*Exercise directions*: Exactly the lines below from the one with "<point>167,20</point>" up to and including the one with "Give a dot for each instance of the man in blue" make up the answer, with nothing else added.

*Record set*:
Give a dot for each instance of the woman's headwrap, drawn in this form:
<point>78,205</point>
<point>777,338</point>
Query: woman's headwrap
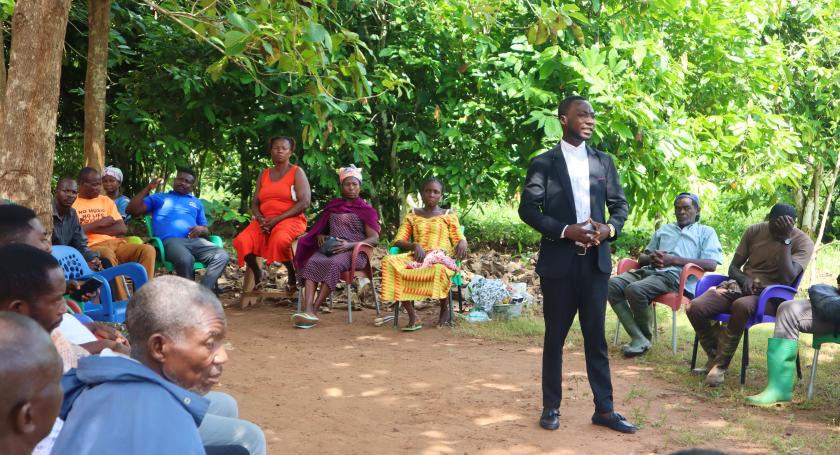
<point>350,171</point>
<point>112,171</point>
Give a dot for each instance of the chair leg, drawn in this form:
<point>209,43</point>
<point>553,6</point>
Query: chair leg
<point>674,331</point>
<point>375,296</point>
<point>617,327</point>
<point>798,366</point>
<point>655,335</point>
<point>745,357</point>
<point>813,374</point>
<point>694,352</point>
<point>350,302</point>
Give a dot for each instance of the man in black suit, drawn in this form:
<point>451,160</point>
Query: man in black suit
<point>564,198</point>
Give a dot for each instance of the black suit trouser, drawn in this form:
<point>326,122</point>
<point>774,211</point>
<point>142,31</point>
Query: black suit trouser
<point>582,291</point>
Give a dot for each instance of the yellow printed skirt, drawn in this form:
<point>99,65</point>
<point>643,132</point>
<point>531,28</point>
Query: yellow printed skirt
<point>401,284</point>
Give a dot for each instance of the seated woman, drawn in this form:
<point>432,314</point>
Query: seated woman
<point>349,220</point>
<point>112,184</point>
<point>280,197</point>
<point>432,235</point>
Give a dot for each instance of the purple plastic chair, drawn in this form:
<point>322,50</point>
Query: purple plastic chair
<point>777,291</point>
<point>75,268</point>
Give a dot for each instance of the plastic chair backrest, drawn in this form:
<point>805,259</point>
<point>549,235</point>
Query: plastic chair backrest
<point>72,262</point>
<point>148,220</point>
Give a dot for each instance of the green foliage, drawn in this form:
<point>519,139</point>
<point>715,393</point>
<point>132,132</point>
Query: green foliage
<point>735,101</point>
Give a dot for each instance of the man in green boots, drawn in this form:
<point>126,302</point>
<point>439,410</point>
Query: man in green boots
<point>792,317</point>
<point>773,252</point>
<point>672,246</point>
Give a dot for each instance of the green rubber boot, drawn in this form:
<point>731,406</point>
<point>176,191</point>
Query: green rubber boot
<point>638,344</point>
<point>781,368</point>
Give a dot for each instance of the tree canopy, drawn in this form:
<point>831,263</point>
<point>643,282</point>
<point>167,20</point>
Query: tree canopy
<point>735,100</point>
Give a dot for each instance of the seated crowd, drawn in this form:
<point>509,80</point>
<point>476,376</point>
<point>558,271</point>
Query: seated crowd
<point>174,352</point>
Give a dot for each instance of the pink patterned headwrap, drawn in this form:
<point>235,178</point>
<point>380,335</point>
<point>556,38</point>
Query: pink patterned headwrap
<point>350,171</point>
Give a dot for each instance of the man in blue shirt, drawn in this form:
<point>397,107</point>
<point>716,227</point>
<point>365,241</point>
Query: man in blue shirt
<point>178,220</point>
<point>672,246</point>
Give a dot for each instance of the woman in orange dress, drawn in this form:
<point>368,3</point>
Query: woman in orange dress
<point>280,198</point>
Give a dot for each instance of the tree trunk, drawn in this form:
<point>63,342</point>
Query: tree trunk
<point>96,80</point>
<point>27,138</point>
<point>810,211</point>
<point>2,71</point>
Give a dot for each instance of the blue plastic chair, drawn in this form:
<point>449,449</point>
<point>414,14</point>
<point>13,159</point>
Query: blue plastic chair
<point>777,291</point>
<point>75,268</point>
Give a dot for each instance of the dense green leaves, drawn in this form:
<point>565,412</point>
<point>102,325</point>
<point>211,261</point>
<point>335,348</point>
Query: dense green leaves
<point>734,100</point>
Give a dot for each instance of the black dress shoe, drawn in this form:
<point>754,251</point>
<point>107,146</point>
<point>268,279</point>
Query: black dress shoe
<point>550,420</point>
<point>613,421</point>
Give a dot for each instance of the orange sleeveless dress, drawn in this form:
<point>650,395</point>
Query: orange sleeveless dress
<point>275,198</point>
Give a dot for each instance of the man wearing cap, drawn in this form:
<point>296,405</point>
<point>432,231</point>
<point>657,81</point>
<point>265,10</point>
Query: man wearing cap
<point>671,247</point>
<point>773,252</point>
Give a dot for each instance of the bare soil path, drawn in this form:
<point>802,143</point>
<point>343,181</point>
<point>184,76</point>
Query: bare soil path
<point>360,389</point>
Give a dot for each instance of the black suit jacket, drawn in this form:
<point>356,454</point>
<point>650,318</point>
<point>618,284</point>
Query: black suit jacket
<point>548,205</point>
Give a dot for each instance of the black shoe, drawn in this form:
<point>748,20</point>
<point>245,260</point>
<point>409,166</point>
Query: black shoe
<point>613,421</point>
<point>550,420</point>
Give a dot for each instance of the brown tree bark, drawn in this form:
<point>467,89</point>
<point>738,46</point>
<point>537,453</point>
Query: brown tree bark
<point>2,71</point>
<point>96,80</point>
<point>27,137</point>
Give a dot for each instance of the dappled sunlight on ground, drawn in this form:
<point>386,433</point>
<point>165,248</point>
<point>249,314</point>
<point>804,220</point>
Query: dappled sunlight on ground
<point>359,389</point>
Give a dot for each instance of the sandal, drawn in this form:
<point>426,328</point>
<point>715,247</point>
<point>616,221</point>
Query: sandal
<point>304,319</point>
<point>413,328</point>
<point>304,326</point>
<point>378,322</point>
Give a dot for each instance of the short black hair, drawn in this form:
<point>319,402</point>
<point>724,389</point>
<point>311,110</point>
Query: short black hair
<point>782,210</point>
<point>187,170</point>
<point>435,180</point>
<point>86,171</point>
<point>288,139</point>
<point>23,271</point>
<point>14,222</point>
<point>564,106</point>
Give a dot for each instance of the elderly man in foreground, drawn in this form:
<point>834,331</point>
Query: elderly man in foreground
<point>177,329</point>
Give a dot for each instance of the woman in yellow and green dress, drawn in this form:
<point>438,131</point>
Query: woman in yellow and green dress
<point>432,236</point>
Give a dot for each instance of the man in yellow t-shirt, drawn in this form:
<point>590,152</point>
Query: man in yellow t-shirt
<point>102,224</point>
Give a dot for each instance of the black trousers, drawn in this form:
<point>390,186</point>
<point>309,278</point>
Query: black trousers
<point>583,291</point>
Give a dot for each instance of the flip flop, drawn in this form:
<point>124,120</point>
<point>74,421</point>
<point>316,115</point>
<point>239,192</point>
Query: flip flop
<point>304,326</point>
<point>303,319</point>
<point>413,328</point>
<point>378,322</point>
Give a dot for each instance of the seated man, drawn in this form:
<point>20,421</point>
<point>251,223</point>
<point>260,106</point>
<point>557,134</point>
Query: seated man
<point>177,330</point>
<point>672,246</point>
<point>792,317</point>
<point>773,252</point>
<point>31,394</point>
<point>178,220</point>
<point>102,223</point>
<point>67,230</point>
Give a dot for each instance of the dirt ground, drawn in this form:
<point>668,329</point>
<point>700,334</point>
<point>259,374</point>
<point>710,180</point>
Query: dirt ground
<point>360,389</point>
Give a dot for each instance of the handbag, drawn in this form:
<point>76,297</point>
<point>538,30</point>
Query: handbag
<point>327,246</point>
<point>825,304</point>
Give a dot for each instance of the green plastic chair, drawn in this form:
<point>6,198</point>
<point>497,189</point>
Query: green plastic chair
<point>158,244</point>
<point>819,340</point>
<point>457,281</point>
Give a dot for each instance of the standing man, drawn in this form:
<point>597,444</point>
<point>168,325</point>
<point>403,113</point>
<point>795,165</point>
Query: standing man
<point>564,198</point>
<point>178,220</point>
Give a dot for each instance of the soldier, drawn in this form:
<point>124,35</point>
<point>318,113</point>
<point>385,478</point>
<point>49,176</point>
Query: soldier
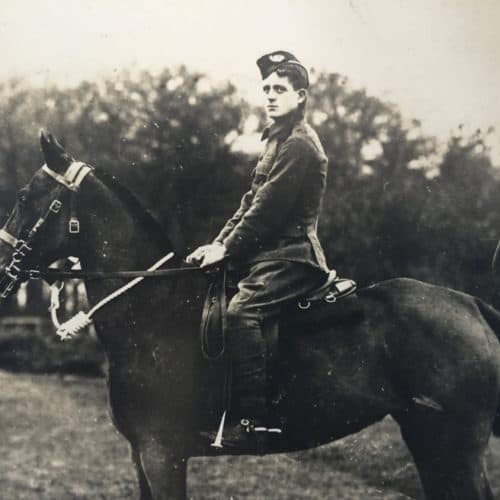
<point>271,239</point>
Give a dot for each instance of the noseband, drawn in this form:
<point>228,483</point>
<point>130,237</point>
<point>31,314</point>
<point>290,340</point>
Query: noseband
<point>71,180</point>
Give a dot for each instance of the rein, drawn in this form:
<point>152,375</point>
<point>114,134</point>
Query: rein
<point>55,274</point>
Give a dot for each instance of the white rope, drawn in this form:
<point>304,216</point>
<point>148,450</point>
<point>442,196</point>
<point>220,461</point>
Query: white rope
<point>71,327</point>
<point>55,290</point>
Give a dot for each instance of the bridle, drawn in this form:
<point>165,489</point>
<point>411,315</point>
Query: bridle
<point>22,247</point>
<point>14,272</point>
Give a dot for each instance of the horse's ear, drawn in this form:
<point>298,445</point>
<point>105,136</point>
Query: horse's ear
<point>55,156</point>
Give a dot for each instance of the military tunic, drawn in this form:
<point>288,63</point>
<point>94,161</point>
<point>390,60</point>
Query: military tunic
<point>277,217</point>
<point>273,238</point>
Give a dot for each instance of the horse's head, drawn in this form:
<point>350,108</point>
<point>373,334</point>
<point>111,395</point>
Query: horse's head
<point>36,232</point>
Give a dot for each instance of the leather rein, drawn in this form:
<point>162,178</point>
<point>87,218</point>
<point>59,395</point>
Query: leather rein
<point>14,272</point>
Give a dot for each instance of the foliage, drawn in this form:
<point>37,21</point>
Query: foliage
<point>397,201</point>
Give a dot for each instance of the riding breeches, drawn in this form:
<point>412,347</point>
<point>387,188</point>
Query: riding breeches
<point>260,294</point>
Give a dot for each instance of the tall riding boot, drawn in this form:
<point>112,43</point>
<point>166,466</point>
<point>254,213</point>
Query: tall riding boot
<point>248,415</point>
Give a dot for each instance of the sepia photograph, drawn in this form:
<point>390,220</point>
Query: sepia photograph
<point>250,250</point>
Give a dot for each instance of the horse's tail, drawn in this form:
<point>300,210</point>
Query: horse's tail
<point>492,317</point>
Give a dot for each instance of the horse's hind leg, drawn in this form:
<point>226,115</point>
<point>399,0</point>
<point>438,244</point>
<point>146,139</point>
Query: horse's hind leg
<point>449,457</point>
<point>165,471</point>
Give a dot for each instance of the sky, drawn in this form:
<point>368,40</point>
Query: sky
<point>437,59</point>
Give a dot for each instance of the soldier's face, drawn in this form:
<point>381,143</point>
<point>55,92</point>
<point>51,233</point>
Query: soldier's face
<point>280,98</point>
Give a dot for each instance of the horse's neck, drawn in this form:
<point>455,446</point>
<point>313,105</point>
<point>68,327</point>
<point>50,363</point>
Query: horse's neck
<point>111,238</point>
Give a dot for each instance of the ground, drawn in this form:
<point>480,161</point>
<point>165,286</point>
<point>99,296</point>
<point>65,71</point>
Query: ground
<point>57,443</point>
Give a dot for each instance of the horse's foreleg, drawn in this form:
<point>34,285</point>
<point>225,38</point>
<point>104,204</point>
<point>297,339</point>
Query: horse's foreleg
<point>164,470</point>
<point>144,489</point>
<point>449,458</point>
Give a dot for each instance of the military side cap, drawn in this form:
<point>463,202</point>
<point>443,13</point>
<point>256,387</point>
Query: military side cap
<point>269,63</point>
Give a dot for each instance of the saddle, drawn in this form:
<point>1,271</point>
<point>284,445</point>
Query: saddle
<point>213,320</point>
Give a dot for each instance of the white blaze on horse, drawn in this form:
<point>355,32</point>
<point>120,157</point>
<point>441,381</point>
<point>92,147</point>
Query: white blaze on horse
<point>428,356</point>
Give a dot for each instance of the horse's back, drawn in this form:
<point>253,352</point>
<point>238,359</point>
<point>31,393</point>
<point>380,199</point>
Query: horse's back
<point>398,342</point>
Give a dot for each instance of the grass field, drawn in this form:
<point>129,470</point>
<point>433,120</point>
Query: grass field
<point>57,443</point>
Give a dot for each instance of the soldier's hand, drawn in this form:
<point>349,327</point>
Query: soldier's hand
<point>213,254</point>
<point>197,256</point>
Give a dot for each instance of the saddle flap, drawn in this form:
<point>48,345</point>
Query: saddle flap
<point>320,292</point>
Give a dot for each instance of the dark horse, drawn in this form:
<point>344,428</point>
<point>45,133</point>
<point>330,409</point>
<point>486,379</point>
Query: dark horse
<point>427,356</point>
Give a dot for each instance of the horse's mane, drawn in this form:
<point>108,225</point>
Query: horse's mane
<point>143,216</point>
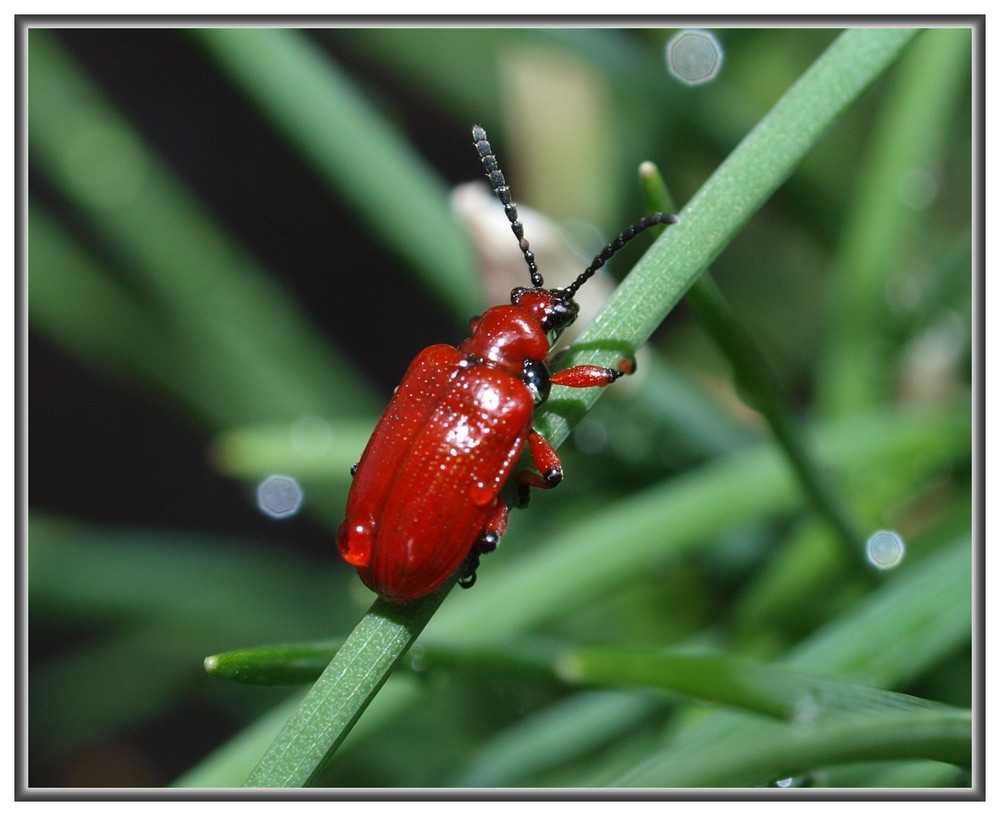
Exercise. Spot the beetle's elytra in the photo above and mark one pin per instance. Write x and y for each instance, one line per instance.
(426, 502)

*Written solution*:
<point>167,20</point>
Query: tree canopy
<point>735,100</point>
Give a dot for each instance of the seated crowd, drawn in this form:
<point>509,80</point>
<point>476,376</point>
<point>558,271</point>
Query: seated crowd
<point>174,352</point>
Give a dot for each instance of the pink patterned headwrap, drawn in this form:
<point>235,178</point>
<point>380,335</point>
<point>556,38</point>
Query: pink patterned headwrap
<point>350,171</point>
Give a dot for each instance of the man in blue shirt, drawn in this form:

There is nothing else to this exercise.